Exercise details: Reproduce, exactly, the lines of the material below from the line containing "Target: black t-shirt" through the line containing "Where can the red steel", with both end lines included and nothing else.

Study material:

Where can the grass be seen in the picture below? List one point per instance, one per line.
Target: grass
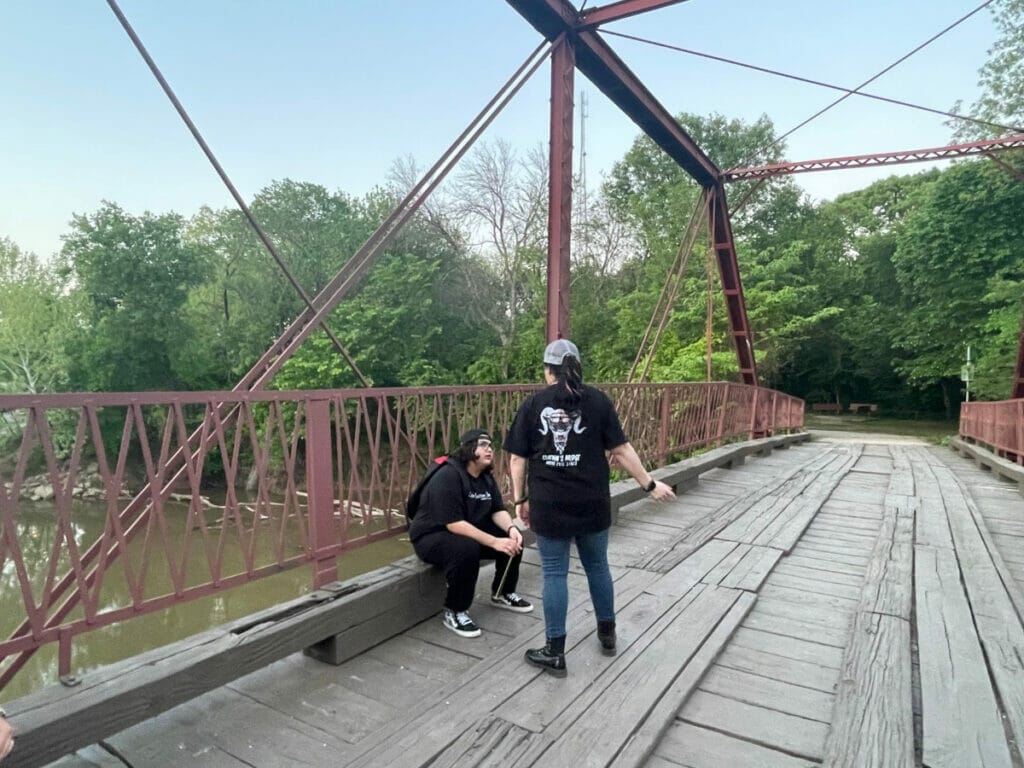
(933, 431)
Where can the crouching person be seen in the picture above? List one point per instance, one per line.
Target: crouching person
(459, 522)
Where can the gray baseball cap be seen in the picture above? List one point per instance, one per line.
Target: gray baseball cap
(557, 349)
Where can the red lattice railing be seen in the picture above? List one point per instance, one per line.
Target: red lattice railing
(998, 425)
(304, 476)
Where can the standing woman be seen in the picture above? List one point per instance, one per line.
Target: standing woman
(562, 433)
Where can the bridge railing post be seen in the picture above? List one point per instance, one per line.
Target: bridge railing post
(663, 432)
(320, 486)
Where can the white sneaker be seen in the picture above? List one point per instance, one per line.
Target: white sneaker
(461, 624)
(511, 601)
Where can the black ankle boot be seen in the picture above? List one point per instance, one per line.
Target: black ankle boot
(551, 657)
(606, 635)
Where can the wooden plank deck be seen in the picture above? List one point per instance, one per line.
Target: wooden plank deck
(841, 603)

--

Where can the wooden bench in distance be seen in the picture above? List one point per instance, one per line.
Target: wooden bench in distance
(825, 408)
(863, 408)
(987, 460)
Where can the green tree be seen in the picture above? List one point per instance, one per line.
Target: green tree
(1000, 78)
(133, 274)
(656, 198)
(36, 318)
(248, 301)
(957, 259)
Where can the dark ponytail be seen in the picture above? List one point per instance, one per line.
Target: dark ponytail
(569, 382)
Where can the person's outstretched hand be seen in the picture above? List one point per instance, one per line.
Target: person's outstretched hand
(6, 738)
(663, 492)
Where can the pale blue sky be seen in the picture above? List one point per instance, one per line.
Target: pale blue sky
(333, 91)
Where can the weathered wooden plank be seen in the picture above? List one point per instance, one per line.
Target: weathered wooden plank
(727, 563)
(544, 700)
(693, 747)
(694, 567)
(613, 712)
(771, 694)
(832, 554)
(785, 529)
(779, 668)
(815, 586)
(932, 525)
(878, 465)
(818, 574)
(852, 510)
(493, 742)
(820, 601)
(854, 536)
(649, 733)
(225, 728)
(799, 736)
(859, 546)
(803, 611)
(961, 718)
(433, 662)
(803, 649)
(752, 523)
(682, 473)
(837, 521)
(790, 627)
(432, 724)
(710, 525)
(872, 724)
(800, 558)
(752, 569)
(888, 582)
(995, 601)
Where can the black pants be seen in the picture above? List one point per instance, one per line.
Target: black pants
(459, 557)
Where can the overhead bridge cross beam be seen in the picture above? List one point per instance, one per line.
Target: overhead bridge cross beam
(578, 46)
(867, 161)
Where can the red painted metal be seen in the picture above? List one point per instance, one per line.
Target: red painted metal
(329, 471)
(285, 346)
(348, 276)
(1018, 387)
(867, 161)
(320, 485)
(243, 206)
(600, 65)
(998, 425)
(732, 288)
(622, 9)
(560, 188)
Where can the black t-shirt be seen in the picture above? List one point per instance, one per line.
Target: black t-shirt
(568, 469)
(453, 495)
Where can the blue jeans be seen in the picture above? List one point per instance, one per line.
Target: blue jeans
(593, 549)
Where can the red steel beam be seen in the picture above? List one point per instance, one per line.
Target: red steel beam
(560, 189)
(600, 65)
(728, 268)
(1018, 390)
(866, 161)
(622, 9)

Answer space:
Target: black t-shirt
(568, 469)
(453, 495)
Where can the blue jeans be seen in the picture above? List one point per instance, one per line.
Target: blue jeans
(593, 549)
Where can the red steel beam be seen in the picture above? List one point per instance, one per line.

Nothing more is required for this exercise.